## Consignes de travail
1 > D'après l'extrait consacré à Menière, pourquoi faut-il éviter de se replier sur soi-même ? Répondez en une à trois phrases.
2 > Poursuivez, s'il vous plaît, l'extrait consacré à Menière à partir de sa dernière phrase.
╭─ Texte à lire
Lors d’un traitement sous corticoïde proposé par l’ORL suivre un régime sans sel et sans sucre.
D’une manière générale il ne faut pas faire d’excès ni en boisson, ni en café et surtout ne plus fumer, mais ne rien se refuser non plus.
D’une manière générale il ne faut pas faire d’excès ni en boisson, ni en café et surtout ne plus fumer, mais ne rien se refuser non plus.
N’oubliez pas non plus que l’association France Acouphènes est
là pour vous écouter, vous informer et vous aider et en tant que
référent Menière vous pouvez me contacter par mail (adresse mail
ci-dessous).
Conclusion
Mais il y a un
élément fondamental dans tout cela, même dans les pires moments il
faut garder espoir, se faire aider moralement par des proches ou des
amis, voir ne pas hésiter à consulter un psychologue. Il faut
apprendre à se connaître et essayer de prendre du recul par rapport à
son état. On n’y arrive pas toujours au début, mais cela viendra.
L’aide et l’encouragement de personnes proches est essentielle. Il faut
parler, beaucoup parler... Surtout ne pas se replier sur soi-même car
le moral tombe et les crises augmentent. Il faut essayer de sortir, se
confronter à notre environnement, éviter de rester cloîtré chez soi
par la peur, ce qui joue sur le moral, donc sur les symptômes.
Jacques Foënkinos
contact : contact.meniere@france-acouphenes.org
Ne
modifiez ou ne cessez jamais un traitement médical après la lecture
des informations contenues dans notre revue ou notre site Internet.
Adressez-vous toujours à votre médecin traitant seul habilité à
modifier votre traitement.
╰─
╭─ Extrait des données
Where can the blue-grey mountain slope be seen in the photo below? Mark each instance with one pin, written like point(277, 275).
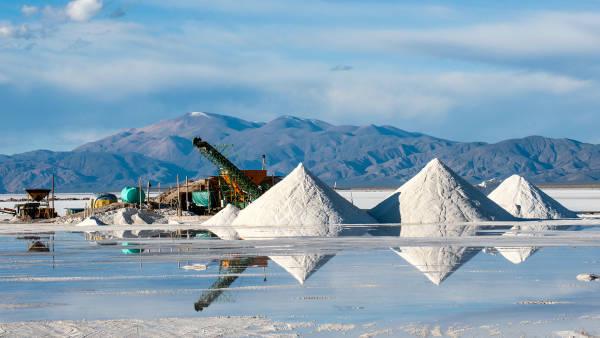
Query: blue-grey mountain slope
point(349, 155)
╰─
## Réponses par consigne
1 > Il faut éviter de se replier sur soi-même, car le moral tombe alors et les crises augmentent.

2 >
Avis du docteur Didier Bouccara, ORL, sur ce témoignage
"Ce témoignage est comme toujours très riche en informations sur un
parcours difficile. Les différents traitements suivis montrent qu’il
n’ya pas de règle unique pour essayer de contrôler les symptômes de
la maladie de Menière. L’évolutivité étant très différente d’une
personne à l’autre c’est finalement la prise en charge régulière par
le médecin ORL référent qui connaît bien le patient et ses
symptômes, qui va permettre d’adapter les mesures thérapeutiques en
fonction du temps. Par ailleurs il faut noter que l’évolution
spontanée de la maladie se fait dans un nombre non négligeable de cas
par un arrêt des crises vertigineuses qui initialement étaient
intenses."
NB Certains
traitements utilisés lors de la maladie de Menière le sont en dehors
du cadre de leurs indications officielles c’est à dire définies par
les autorisations de mise sur le marché. Ceci implique un choix ciblé
par le prescripteur avec la prise en compte des conséquences
éventuelles de l’instauration de ces traitements.
2 commentaires
danielle brach
Jeudi 11 Jul 2024
Merci pour ce témoignage qui va m aider à éviter quelques erreurs comme celle de me coucher après le repas et de rester couchée car c est dans cette position que je me sens le mieux après une crises pendant une semaine voire 15 jours...
Bonnet christine
Lundi 22 Jan 2024
Merci pour tous ces précieux conseils.